>> BEGIN EXCERPT PROVIDED

There has been a lot of speculation about why the push for real names on Facebook and now Google, with Google taking a much harder line than even Facebook, not allowing for even the simplest derivation of “nyms” (pseudonyms). Add to this the fact that Facebook and Google have both purchased facial recognition software companies and you have a puzzling picture. Why do these two need facial recognition software and real names for social media and search engine results?
Why is a company like Google taking such a hard line on something as simple as a name – even though there is no verification process for the “real name,” so ultimately this policing is currently meaningless.
Why isn’t your online “nym” as real as your “real name” if it is what you use online? After all, what’s really in a name? Isn’t it just a word that tells people who you are?
Shouldn’t online “nyms” be as valid as “real names”? Well not according to Google, which is purging even real names if they sound unusual or “unreal.”
Google+: Identity Service
Just two years ago in 2009, in the name of Internet freedom, Google refused to go along with South Korea’s Real ID/Real Name policy.
Rachel Whetstone, Google’s vice president of global communications and public affairs said in an April 2009 statement titled, “Freedom of Expression on the Internet”:
“Google thinks the freedom of expression is most important value to uphold on the internet… We concluded in the end that it is impossible to provide benefits to internet users while observing this country’s law because the law does not fall in line with Google’s principles.”
So why did Google make a 180-degree turn from Internet freedom to Internet accountability? Why did Google in 2009 refuse to honor South Korea’s real name system and now insist on one for Google users? Mind you the Korean system involves government verification of ID, but Google does ask for the same when people reinstate accounts, so I would say it is playing in the same pond, perhaps even on the same lily pad.
So why the change of heart? Have Google’s principles on Internet freedom changed?
Well maybe, we got a first clue this week when Andy Carvin of NPR reported Eric Schmidt rather ominous words that Google+ is an “identity service.” Really? For who? Why? How? Isn’t Google+ a social network?
We get more clues to the possible true nature of the G+ “Project” when we read Carvin’s full transcript of the interview with Eric Schmidt.
“And the notion of strong identity was never invented in the Internet. Many people worked on it – I worked on it as a scientist 20 years ago, and it’s a hard problem. So if we knew that it was a real person, then we could sort of hold them accountable, we could check them, we could give them things, we could you know bill them, you know we could have credit cards and so forth and so on, there are all sorts of reasons.”

>> END EXCERPT PROVIDED
>> BEGIN INFORMATION SHOWN

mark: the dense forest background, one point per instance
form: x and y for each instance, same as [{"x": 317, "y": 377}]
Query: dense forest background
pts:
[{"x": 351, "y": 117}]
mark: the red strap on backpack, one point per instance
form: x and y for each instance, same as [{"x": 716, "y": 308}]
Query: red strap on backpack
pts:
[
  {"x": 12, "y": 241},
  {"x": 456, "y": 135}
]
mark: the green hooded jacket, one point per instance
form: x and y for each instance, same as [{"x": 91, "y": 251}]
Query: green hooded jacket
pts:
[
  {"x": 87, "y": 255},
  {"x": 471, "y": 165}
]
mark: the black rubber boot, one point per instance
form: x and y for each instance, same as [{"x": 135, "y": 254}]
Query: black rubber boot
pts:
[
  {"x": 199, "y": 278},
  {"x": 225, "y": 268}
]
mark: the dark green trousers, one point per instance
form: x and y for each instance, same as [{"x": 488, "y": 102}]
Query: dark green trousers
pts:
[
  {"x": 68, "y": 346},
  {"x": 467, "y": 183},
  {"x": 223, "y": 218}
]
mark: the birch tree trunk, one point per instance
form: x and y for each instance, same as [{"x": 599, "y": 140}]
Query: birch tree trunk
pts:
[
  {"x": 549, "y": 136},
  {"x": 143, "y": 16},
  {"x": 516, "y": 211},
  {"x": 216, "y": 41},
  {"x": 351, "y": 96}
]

>> END INFORMATION SHOWN

WRITTEN REQUEST 1
In the article on Google's real-name policy, who made the April 2009 statement titled "Freedom of Expression on the Internet"?
WRITTEN REQUEST 2
Shorten the paragraph in the article on Google's real-name policy that begins "So why did Google make a 180-degree turn" into a short list of its main points.
WRITTEN REQUEST 3
Extend the article on Google's real-name policy from its last paragraph onward.

EXERCISE OUTPUT 1
Rachel Whetstone, Google's vice president of global communications and public affairs.

EXERCISE OUTPUT 2
- The article asks why Google shifted from Internet freedom to Internet accountability.
- In 2009 Google refused to honor South Korea's real-name system. Now it insists on real names for its own users.
- South Korea's system involves government verification of ID.
- Google asks for the same kind of ID when people reinstate their accounts. The writer sees this as "playing in the same pond, perhaps even on the same lily pad."

EXERCISE OUTPUT 3
Google’s ambitions for Google+ appear to go far beyond social signals, marketing, and their efforts to make a better product. Dig a little further and you’ll find something called the “National Strategy For Trusted Identities In Cyberspace” (NSTIC).
Doesn’t the title of this document sound a little like the South Korea program? It is similar, but herein lays the difference. For those not familiar:
“The National Strategy for Trusted Identities in Cyberspace (NSTIC or Strategy) charts a course for the public and private sectors to collaborate to raise the level of trust associated with the identities of individuals, organizations, networks, services, and devices involved in online transactions”
Sounds a lot like what Schmidt said, doesn’t it? A way to establish identity was never invented, so one needs to be. The difference is that companies will hold the real IDs, rather than the government – companies with “identity services,” such as Google.
Google and NSTIC
Wait though, isn’t Google’s real name policy about marketing? Services? Better social signals for search?
Maybe we have a new wrinkle in the reason behind the real ID movement, not the betterment of services for Google, but the government initiative into a real online ID system. One where as Eric Schmidt says. “if we knew that it was a real person, then we could sort of hold them accountable, we could check them.” But wait let’s not jump the gun, let’s read some more of the document, or “strategy” as outlined.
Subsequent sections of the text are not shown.